- _Problem description_
Check each line of the records for "image"; collect those that have it.

-- Records for this task follows --

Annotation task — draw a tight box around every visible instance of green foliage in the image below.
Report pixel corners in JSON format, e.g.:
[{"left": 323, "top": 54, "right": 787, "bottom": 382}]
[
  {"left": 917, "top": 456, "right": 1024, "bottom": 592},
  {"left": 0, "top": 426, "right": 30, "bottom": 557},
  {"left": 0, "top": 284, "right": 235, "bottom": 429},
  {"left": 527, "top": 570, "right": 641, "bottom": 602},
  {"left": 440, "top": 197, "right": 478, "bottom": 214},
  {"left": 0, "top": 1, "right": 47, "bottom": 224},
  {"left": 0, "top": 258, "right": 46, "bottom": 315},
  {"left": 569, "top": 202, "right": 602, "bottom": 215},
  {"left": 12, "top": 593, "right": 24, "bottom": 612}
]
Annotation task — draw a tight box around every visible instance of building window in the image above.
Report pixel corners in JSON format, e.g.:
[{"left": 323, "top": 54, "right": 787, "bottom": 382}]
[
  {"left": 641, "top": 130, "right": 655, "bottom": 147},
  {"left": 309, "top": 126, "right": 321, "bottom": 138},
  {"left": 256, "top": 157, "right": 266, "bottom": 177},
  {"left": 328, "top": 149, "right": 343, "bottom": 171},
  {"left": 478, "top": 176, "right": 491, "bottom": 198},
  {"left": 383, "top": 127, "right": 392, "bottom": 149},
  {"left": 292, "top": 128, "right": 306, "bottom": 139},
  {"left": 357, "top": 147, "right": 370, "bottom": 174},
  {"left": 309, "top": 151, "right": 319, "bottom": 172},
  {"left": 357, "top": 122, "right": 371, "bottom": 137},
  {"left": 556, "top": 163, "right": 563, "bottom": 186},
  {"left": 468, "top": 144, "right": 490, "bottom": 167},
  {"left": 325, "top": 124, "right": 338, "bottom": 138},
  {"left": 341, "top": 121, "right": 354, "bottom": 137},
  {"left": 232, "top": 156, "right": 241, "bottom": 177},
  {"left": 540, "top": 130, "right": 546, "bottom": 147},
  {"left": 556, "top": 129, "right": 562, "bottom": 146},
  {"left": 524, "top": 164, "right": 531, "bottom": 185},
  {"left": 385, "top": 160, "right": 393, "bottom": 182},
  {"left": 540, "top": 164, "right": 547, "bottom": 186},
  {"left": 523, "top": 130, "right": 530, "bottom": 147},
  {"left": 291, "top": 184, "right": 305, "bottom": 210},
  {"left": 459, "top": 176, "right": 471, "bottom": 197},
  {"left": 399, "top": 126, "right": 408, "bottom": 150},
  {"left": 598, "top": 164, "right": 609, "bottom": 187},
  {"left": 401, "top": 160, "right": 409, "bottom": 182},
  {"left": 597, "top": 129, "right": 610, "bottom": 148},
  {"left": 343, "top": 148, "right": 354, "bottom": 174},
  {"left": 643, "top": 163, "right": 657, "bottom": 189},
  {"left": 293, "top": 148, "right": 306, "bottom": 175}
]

-- Records for this task concluded --

- _Final answer_
Annotation task — draw a tight box around every visible instance of green foliage in the image below.
Annotation task — draw a tight box around every visible instance of building window in the image above.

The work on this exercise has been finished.